### ACTIVITY
Reproduce, word for word, the full text below on claims that AI tools make programmers 20X more productive.

### DOCUMENT SECTION
Marc Andreessen, a former revolutionary software engineer and now venture capitalist at Andreessen Horowitz (aka a16z), said this in a recent interview:
"At our leading edge companies, estimates are the leading edge programmers are like 20x more productive than they were a year ago. It's like the most dramatic increase in programmer productivity in like ever."
He's not the only respectable voice claiming this. Silicon Valley veteran Naval Ravikant, Brian Chesky (founder of AirBNB), and many other credible folks have made similar claims recently. And this is ignoring the less-credible claims of people who run AI companies.
So is this 20X thing real?
Or even 10X, 5X, maybe 2X?
I think it only makes sense to look at long-term productivity, over a time scale of a year or more.
So "20X" means that an individual, or a team, gets 20 years of pre-AI work done in a single year. Because if the long-term increase falls short of that, it's not really 20X, is it?
And if you look for verifiable, objectively measurable evidence of those 20X (or 10X or 2X) productivity gains...
Well, there just does not seem to be any.
That does not mean it is not happening. Maybe I just do not know about it. If you know of an example, tell me, please.
But it seems like there should be at least one clear, widely-recognized, and uncontested example by now, if that 20X (or 10X, 2X, etc.) claim is true.
What I think is happening:
AI tools speed up development in proportion to:
Your baseline of software development expertise,
How well-characterized the problem is among open-source codebases, and
Your ability to evaluate the quality of the AI tool's output.
And for certain particular tasks, that can certainly 2X, 10X, even 20X productivity.
A good example from my own experience: configuring a Django web service that used nginx, reversed-proxied into gunicorn (which is a Python-specific webapp server), and integrating another tool called uvicorn (with a "v") to enable websockets, all interfacing with the configuration of something called ASGI in the Django config.
Don't worry about what all those words mean.
The point is that it was a realistic, complex, production-grade task.
And the way I would have done it before LLMs is to spend three days reading the manuals of nginx, gunicorn, uvicorn and Django in detail, until I figured out how to configure these completely separate systems to work gracefully together.

### PROVIDED RECORDS
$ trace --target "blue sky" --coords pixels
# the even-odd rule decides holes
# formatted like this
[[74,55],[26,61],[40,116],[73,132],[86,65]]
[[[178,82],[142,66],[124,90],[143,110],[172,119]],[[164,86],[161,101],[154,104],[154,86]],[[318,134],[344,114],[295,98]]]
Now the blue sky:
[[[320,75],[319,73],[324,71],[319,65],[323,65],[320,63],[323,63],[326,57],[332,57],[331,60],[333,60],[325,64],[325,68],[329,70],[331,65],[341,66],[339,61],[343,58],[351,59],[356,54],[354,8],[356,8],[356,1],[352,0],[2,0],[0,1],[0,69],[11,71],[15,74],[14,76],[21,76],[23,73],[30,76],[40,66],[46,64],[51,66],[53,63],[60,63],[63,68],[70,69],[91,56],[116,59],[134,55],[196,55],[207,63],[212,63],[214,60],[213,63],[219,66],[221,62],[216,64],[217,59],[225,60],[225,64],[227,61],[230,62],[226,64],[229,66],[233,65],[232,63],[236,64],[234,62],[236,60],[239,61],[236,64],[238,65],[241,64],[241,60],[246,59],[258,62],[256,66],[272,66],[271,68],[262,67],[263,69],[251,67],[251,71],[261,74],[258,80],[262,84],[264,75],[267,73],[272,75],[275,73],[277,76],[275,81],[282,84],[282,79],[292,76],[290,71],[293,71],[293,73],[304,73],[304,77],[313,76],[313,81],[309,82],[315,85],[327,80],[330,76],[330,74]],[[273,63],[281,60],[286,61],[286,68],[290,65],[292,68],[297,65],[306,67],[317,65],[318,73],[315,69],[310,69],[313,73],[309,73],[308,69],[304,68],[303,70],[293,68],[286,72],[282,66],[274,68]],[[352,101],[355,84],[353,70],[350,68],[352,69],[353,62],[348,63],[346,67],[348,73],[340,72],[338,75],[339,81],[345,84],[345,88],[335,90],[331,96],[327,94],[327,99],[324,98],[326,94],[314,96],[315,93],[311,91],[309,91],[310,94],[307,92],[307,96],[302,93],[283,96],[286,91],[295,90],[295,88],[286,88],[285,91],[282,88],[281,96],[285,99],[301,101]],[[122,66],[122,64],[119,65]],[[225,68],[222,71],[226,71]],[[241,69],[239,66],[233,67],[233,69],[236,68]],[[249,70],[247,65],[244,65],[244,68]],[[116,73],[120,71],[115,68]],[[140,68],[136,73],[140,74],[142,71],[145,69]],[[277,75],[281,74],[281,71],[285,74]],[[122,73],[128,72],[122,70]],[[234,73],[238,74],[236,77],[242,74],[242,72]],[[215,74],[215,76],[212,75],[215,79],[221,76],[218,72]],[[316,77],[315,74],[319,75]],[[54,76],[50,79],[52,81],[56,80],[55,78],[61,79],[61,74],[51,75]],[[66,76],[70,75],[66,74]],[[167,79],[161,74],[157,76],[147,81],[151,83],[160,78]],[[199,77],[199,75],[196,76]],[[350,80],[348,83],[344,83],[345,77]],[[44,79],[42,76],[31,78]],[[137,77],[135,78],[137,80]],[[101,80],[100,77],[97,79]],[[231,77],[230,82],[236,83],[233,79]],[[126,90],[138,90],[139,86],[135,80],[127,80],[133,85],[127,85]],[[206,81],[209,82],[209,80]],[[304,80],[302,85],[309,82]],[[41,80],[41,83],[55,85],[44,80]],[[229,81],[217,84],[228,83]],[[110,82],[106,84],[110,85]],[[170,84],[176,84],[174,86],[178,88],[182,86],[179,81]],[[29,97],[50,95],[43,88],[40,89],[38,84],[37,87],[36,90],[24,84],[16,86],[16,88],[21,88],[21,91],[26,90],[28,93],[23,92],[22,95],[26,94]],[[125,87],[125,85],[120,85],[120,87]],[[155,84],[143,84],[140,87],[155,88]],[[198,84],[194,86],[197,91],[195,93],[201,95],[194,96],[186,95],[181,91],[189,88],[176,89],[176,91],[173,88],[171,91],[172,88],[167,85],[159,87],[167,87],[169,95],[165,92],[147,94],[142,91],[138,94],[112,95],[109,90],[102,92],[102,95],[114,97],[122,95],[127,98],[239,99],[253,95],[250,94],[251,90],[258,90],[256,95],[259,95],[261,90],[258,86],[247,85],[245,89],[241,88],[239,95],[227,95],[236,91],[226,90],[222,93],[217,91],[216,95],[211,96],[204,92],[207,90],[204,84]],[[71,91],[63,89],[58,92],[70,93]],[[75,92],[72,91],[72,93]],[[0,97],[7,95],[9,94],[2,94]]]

### TASK OUTPUT
Marc Andreessen, a former revolutionary software engineer and now venture capitalist at Andreessen Horowitz (aka a16z), said this in a recent interview:
"At our leading edge companies, estimates are the leading edge programmers are like 20x more productive than they were a year ago. It's like the most dramatic increase in programmer productivity in like ever."
He's not the only respectable voice claiming this. Silicon Valley veteran Naval Ravikant, Brian Chesky (founder of AirBNB), and many other credible folks have made similar claims recently. And this is ignoring the less-credible claims of people who run AI companies.
So is this 20X thing real?
Or even 10X, 5X, maybe 2X?
I think it only makes sense to look at long-term productivity, over a time scale of a year or more.
So "20X" means that an individual, or a team, gets 20 years of pre-AI work done in a single year. Because if the long-term increase falls short of that, it's not really 20X, is it?
And if you look for verifiable, objectively measurable evidence of those 20X (or 10X or 2X) productivity gains...
Well, there just does not seem to be any.
That does not mean it is not happening. Maybe I just do not know about it. If you know of an example, tell me, please.
But it seems like there should be at least one clear, widely-recognized, and uncontested example by now, if that 20X (or 10X, 2X, etc.) claim is true.
What I think is happening:
AI tools speed up development in proportion to:
Your baseline of software development expertise,
How well-characterized the problem is among open-source codebases, and
Your ability to evaluate the quality of the AI tool's output.
And for certain particular tasks, that can certainly 2X, 10X, even 20X productivity.
A good example from my own experience: configuring a Django web service that used nginx, reversed-proxied into gunicorn (which is a Python-specific webapp server), and integrating another tool called uvicorn (with a "v") to enable websockets, all interfacing with the configuration of something called ASGI in the Django config.
Don't worry about what all those words mean.
The point is that it was a realistic, complex, production-grade task.
And the way I would have done it before LLMs is to spend three days reading the manuals of nginx, gunicorn, uvicorn and Django in detail, until I figured out how to configure these completely separate systems to work gracefully together.